**TEXT SEGMENT:**
=== Section Start ===

Facile control of intra- and inter-particle porosity in template-free synthesis of size-controlled nanoporous titanium dioxides beads for efficient organic–inorganic heterojunction solar cells

Abstract

In thin film solid-state heterojunction solar cells (HSCs), titanium-dioxide (TiO2) electrodes need to be optimized to have large specific surface area, controllable pore sizes, and superior light scattering properties. In this study, we synthesize hierarchical nanoporous TiO2 beads with sub-micron diameters by a template-free, fast, and low-temperature synthetic scheme to satisfy the aforementioned requirements for HSCs. These nanoporous TiO2 beads are composed of numerous TiO2 nano crystallites that provide mesopores, and the inter-particle distances of size-controlled TiO2 beads can provide additional controllable macropores. We report the first successful application of TiO2 bead films (SP250, SP450) with controllable hierarchical nanostructure to be sensitized with Sb2S3 for all-solid-state heterojunction solar cells (Sb-HSCs). The Sb-HSCs made using the controlled TiO2 beads as photoanodes exhibit a superior light-to electricity conversion efficiency of 4.8%, yielding more than 15% enhancement in comparison with that (3.6%) of commercial TiO2 nanoparticle (NP40) electrodes. The well-tailored photoanode with high surface area, fewer grain boundaries, multi-scale pore structure, and enhanced optical scattering results in much better infiltration of hole-conducting materials, decreased recombination with increased electron lifetime, and enhanced light scattering, which result in the enhanced photovoltaic properties.

=== Section End ===

(Saved entries)
=== Section Start ===

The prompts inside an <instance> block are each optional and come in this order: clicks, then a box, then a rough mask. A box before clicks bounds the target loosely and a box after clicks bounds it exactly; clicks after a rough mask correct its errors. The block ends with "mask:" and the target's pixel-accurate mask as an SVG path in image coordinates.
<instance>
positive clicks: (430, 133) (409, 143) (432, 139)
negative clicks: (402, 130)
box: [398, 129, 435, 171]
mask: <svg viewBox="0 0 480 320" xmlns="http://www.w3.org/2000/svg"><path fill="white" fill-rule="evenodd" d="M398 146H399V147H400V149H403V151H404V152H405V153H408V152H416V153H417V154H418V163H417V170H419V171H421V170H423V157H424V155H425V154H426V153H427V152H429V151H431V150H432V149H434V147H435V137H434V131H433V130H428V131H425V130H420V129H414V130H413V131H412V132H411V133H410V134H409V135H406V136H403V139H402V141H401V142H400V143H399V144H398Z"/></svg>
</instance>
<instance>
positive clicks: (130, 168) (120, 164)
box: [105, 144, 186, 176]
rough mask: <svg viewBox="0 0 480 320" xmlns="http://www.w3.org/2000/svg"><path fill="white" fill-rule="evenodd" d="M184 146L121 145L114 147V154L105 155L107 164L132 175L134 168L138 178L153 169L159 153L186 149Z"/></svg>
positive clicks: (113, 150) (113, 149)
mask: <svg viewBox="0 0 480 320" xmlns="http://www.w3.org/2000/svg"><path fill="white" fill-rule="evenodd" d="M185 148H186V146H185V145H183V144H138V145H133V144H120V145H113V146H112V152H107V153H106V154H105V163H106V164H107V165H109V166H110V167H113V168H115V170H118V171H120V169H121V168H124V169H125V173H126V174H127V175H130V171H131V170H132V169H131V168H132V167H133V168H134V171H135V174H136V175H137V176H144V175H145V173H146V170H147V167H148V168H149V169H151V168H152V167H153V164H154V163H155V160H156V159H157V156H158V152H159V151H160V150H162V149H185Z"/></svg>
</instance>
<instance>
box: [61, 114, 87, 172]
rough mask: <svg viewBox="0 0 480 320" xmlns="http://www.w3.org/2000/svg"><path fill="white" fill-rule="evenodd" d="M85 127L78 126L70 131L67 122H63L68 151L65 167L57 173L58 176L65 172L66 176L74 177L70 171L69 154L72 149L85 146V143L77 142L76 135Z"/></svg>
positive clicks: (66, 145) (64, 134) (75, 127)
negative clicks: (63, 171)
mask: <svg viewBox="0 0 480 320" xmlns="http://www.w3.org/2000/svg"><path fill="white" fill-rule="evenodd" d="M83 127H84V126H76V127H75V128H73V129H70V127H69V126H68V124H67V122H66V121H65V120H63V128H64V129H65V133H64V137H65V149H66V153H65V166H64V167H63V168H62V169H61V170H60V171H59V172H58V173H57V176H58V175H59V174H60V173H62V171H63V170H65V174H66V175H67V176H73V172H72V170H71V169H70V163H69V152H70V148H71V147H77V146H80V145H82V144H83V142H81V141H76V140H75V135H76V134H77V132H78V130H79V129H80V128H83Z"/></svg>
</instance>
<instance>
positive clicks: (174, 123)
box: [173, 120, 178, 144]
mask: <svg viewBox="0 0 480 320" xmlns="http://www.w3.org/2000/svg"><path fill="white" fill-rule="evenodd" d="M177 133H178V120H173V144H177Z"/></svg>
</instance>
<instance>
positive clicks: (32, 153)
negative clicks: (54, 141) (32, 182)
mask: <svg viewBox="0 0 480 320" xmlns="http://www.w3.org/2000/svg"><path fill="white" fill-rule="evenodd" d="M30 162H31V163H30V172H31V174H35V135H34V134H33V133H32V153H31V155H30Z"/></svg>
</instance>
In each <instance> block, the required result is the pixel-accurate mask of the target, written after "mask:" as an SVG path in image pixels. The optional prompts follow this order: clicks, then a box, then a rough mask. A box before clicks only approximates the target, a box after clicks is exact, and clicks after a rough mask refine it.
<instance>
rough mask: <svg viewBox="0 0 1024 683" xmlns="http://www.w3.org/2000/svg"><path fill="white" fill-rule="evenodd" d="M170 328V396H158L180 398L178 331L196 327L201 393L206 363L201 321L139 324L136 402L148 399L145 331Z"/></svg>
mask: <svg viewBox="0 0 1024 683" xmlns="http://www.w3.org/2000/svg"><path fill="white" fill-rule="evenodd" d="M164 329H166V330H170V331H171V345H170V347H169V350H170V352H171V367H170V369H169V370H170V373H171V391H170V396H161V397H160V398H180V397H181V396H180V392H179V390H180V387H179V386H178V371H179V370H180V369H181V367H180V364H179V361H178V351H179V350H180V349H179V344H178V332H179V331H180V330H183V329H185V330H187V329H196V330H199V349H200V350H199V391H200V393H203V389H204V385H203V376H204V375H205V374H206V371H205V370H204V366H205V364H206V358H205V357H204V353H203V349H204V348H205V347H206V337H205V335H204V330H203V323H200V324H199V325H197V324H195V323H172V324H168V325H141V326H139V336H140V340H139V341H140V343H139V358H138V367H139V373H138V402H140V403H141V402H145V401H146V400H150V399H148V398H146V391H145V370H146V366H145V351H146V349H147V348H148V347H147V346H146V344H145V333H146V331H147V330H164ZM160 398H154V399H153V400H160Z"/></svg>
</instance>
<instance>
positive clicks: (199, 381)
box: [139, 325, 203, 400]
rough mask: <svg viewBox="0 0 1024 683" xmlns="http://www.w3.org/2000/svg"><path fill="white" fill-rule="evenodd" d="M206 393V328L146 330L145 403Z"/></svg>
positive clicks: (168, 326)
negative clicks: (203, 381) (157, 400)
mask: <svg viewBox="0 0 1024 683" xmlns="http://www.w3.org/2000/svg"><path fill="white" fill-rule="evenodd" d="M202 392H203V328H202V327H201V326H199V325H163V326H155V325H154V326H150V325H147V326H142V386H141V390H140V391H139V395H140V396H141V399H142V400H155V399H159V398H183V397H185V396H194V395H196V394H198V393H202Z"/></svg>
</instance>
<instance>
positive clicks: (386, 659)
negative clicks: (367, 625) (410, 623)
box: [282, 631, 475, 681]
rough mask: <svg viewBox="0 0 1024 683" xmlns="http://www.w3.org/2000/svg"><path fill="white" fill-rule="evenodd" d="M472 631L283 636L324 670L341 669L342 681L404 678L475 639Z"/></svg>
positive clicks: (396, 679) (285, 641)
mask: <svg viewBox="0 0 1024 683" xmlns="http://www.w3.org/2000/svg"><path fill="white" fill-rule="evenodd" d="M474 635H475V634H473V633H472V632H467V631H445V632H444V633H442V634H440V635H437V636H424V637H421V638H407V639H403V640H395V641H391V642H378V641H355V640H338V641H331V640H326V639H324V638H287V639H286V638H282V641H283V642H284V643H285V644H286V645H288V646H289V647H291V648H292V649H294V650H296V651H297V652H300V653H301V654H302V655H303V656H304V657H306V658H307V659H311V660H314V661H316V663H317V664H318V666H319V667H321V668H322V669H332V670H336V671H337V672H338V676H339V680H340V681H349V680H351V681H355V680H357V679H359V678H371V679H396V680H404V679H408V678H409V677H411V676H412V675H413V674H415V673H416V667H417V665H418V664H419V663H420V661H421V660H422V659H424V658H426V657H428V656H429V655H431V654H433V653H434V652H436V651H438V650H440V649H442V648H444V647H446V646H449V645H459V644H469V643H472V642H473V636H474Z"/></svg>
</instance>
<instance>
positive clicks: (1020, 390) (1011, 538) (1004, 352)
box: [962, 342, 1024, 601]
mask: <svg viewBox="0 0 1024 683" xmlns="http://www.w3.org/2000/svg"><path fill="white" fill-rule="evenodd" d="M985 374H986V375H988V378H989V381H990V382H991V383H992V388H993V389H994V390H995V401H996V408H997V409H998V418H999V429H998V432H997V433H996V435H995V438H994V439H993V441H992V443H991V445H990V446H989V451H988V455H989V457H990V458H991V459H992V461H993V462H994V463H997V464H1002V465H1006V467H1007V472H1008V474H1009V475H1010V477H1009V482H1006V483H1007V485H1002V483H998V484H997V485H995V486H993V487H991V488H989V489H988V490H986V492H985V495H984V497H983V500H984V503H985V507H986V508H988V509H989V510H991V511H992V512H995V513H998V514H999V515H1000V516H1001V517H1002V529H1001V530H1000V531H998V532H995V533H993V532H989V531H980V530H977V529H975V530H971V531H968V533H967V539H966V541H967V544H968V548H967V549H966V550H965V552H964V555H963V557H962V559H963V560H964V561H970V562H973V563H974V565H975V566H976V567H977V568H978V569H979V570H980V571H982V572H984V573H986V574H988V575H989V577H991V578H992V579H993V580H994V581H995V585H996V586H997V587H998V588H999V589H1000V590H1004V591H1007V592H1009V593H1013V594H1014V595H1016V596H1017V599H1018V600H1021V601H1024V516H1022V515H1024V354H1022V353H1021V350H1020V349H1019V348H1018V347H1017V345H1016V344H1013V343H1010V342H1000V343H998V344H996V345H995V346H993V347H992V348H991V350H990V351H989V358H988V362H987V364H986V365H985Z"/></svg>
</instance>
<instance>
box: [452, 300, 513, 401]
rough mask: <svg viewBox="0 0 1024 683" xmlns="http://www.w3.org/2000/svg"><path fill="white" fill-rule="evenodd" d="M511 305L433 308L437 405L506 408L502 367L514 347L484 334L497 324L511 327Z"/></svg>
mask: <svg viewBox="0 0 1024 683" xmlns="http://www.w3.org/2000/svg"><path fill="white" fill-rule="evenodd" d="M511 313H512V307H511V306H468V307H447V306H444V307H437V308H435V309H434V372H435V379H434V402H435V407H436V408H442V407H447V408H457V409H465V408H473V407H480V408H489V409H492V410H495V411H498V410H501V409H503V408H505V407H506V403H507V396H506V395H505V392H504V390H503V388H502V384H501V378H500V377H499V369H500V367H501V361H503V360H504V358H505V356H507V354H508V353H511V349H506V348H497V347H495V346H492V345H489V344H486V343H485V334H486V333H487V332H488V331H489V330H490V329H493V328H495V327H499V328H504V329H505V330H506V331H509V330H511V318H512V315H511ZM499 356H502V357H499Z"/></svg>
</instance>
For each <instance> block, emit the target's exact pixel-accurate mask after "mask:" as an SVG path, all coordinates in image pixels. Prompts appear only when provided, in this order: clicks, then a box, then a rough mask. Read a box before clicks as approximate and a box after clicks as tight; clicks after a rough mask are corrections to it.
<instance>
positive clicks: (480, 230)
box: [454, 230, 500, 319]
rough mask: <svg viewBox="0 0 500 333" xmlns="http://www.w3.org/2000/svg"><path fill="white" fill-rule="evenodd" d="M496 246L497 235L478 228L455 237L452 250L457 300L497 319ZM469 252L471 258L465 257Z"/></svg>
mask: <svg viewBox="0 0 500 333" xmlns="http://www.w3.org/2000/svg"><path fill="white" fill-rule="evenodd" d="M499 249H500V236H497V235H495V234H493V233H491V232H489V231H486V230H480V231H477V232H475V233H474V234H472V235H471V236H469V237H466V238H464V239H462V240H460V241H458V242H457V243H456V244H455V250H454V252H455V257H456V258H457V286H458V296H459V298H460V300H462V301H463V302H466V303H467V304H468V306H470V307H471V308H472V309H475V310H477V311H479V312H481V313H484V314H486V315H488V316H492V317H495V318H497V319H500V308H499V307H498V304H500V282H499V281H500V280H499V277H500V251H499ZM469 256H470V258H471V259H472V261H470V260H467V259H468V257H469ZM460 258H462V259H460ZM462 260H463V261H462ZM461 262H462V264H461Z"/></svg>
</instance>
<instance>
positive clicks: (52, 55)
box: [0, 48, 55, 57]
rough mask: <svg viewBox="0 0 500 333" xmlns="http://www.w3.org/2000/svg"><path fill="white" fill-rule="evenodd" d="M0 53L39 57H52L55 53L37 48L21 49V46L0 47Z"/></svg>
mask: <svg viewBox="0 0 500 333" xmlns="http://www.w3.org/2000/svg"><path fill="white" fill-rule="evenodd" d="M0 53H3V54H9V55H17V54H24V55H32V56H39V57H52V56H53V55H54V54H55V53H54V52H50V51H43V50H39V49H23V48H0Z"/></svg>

=== Section End ===

**TASK TO CARRY OUT:**
Answer these questions from the abstract on nanoporous TiO2 beads:
(a) What material is used to sensitize the TiO2 bead films?
(b) What makes up the beads and provides their mesopores?
(c) What name does the abstract give to the commercial TiO2 nanoparticle electrodes?

**RESULT OF THE EXERCISE:**
(a) Sb2S3.
(b) Numerous TiO2 nano crystallites.
(c) NP40.